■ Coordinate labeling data
--- BEGIN ---

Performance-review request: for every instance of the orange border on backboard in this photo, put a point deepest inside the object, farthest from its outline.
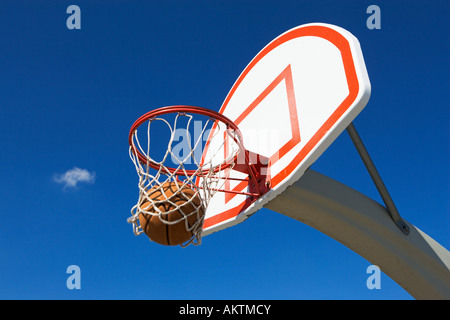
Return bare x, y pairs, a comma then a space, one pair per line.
343, 45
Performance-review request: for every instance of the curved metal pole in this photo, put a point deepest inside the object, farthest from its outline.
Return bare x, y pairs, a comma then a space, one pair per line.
392, 209
417, 262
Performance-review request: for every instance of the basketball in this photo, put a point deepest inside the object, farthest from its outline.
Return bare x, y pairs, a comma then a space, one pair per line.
173, 202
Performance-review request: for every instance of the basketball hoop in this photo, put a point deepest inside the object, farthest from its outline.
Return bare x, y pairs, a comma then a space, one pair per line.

--- END ---

■ What you will do
Rewrite all of the entries above with every occurrence of "put a point" changed to "place a marker" and all other text kept the same. Omit the pictures from your output.

■ Response
Performance-review request: for every instance of the orange border on backboard in this photo, place a marker deepest inside the object, farthest from its outline.
Return bare x, y pairs, a comma then a space, one pair per line.
343, 45
Performance-review request: for every instance of the curved metal pole in this photo, place a marker deepest inside the object, farthest from its outline.
Return bare x, y pairs, a comma then a space, one pair per line.
392, 209
417, 262
Performance-review request: for every instance of the basketball in this photo, place a marker deepest inside the object, farthest from its outline.
Return bare x, y pairs, a comma then a space, one pair per line.
173, 202
Performance-review request: for every instance of the basketball hoop in this photo, place a marker deepest inside the object, farthest from its outline.
Return bare x, y pairs, a comma then a space, one pair per line.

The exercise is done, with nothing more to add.